Contour labeling items:

((

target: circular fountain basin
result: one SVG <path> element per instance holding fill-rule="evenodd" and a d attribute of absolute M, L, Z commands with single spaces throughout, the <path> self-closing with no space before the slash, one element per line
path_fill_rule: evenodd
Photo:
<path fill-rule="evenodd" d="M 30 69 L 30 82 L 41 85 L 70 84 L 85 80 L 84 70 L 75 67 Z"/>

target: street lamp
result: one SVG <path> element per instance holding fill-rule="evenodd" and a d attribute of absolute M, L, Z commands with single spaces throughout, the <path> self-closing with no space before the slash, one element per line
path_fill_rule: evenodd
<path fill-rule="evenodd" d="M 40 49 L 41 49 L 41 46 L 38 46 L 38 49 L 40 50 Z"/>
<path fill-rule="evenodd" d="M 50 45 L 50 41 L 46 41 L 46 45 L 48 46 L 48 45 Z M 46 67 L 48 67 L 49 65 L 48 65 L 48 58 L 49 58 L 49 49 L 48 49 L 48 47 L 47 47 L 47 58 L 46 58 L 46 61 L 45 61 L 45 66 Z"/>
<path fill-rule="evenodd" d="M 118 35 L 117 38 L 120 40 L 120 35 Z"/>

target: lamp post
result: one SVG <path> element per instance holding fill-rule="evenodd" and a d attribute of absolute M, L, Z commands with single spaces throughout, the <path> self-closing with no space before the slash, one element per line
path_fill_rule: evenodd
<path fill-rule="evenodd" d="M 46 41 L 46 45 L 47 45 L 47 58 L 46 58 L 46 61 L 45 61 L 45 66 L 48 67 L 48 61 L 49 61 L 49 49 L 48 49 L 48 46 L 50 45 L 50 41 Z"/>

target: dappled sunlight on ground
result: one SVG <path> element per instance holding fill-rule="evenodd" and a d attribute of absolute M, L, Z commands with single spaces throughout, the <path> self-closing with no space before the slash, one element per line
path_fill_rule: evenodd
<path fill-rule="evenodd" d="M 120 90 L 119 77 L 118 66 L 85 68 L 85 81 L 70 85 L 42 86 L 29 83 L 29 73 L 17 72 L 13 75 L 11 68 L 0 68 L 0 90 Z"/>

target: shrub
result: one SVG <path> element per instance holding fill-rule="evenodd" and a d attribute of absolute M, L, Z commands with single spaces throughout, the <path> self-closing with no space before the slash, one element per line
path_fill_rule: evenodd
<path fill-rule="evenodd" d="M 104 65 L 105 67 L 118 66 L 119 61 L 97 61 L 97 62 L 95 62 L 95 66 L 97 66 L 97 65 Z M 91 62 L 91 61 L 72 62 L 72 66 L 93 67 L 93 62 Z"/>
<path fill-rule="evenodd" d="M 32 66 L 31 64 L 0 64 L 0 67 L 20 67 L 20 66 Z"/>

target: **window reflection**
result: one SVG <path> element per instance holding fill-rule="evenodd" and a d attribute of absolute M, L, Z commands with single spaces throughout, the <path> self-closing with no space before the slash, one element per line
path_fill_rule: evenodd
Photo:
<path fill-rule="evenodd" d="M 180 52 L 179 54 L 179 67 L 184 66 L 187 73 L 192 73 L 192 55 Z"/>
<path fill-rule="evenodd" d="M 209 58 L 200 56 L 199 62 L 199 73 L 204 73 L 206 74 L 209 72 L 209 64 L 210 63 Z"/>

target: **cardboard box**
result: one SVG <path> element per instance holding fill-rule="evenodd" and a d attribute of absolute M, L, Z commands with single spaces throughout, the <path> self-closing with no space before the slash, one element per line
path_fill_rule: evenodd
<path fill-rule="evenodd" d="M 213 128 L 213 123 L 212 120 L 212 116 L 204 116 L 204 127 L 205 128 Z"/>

))

Aim of the exercise:
Reproduce the data line by line without any changes, starting at its first line and going on through the line that contains "118 35 L 117", including both of those lines.

Worked solution:
target: circular fountain basin
result: one SVG <path> element per instance holding fill-rule="evenodd" and a d attribute of absolute M, L, Z commands with single spaces throughout, the <path> self-closing with no space before the slash, one element per line
path_fill_rule: evenodd
Photo:
<path fill-rule="evenodd" d="M 30 69 L 30 82 L 41 85 L 70 84 L 85 80 L 84 70 L 75 67 Z"/>

target: street lamp
result: one SVG <path> element per instance holding fill-rule="evenodd" and a d attribute of absolute M, L, Z commands with single spaces throughout, the <path> self-closing with no space before the slash, one element per line
path_fill_rule: evenodd
<path fill-rule="evenodd" d="M 40 49 L 41 49 L 41 46 L 38 46 L 38 49 L 40 50 Z"/>
<path fill-rule="evenodd" d="M 50 45 L 50 41 L 46 41 L 46 45 L 48 46 L 48 45 Z M 46 67 L 48 67 L 49 65 L 48 65 L 48 58 L 49 58 L 49 49 L 48 49 L 48 47 L 47 47 L 47 58 L 46 58 L 46 61 L 45 61 L 45 66 Z"/>
<path fill-rule="evenodd" d="M 118 35 L 117 38 L 120 40 L 120 35 Z"/>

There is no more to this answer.